> **DOCUMENT TEXT**:
****

Relying on their inherent authority under the Illinois Workers’ Compensation Act and Workers’ Occupation Disease Act (the “Acts”), on April 13, 2020, the Illinois Workers’ Compensation Commission (IWCC) amended Section 9030.70 of their Rules of Evidence. Titled EMERGENCY under 9030.70 a, the new Rule creates a rebuttable presumption under the Acts of a causal connection between a “first responder’s or front-line worker’s” employment and a diagnosis of COVID-19.
In other words, any first responder or front-line worker diagnosed with COVID-19 is presumed under the Acts to have contracted the disease as a result of or in the course of their employment. The Rule includes numerous occupations in this category: police and fire personnel, other emergency responders and health care workers. The Rule also applies to grocers, pharmacists, gas station and restaurant employees, or virtually any workers exempted under the Governor’s COVID-19 stay-at-home Orders who are now employed.
This means these workers can file a claim under the Acts for benefits if they contract COVID-19. Such benefits include lost time benefits while off work (TTD), 100% coverage of all medical bills related to COVID-19 treatment and possibly a lump sum award (PPD) for any permanent injury the disease may cause.
To defend such a claim, an employer must prove that the employee contracted COVID-19 by some means other than their employment. We note the difficulty in proving these other means. This Rule is similar to the presumption under the Acts that cardiac episodes or stokes suffered by police and fire personnel on duty are likewise presumed to be causally connected to their occupations.
This new Rule remains in effect for a maximum of 150 days. New cases filed with the IWCC during this period based on COVID-19 will carry this presumption. It remains important for employers of first responders or front-line workers to take steps to insure their employees follow COVID-19 infection protocols, not only for the health of their workers but also to avoid these claims.
Finally, we recommend you notify your workers’ compensation carrier immediately if you receive any COVID-19 claim.

****

> **INPUT DATA**:
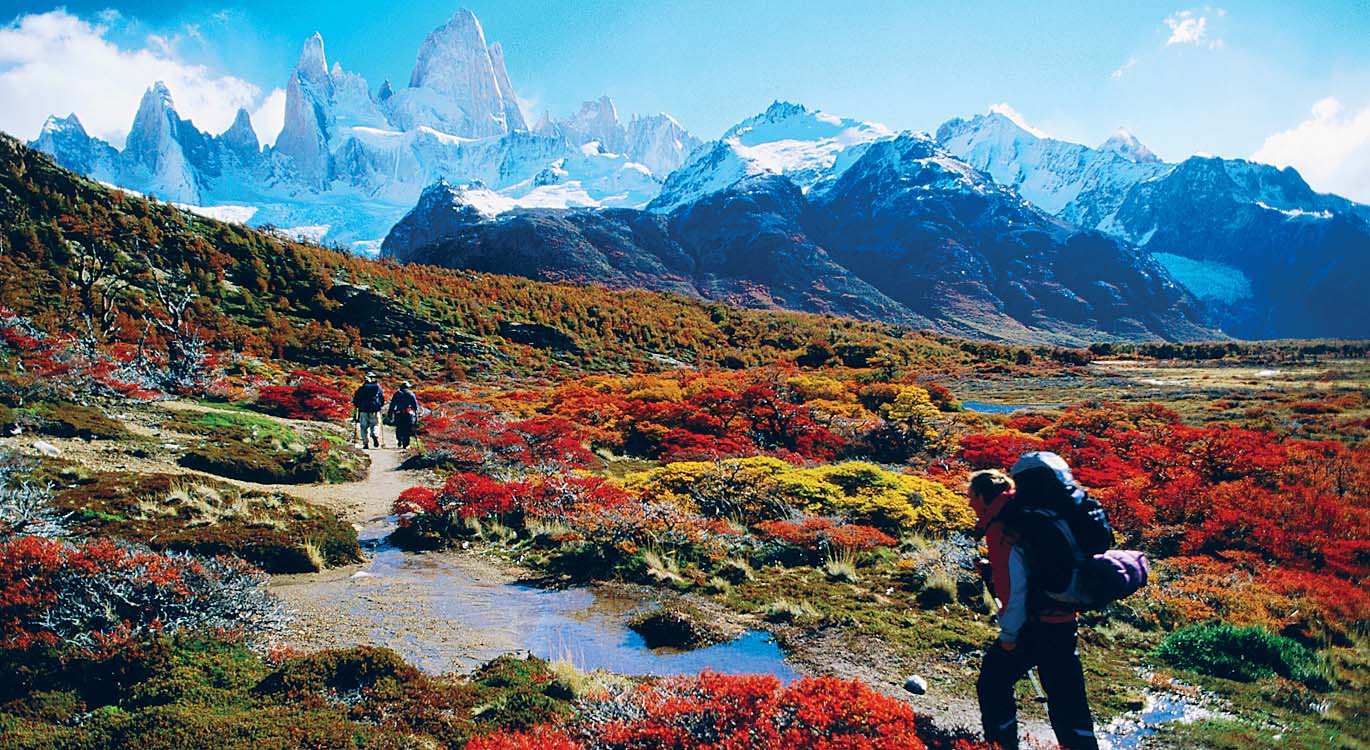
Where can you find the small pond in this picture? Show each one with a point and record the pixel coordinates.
(984, 407)
(447, 610)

****

According to the text about the Illinois COVID-19 workers' compensation rule, for how long at most does the new Rule remain in effect? The material has no connection to the text about the Illinois COVID-19 workers' compensation rule.

A maximum of 150 days.